What to produce:
Would you output the whole listing below, exactly as it reads?

Region annotation entries:

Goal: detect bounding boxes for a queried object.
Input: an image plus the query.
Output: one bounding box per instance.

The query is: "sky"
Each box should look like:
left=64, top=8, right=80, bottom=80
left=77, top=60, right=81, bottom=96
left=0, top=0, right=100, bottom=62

Final answer:
Goal: detect bounding boxes for a queried object.
Input: an image plus the query.
Output: one bounding box per instance.

The query is: "sky"
Each box should look like:
left=64, top=8, right=80, bottom=80
left=77, top=60, right=81, bottom=96
left=0, top=0, right=100, bottom=62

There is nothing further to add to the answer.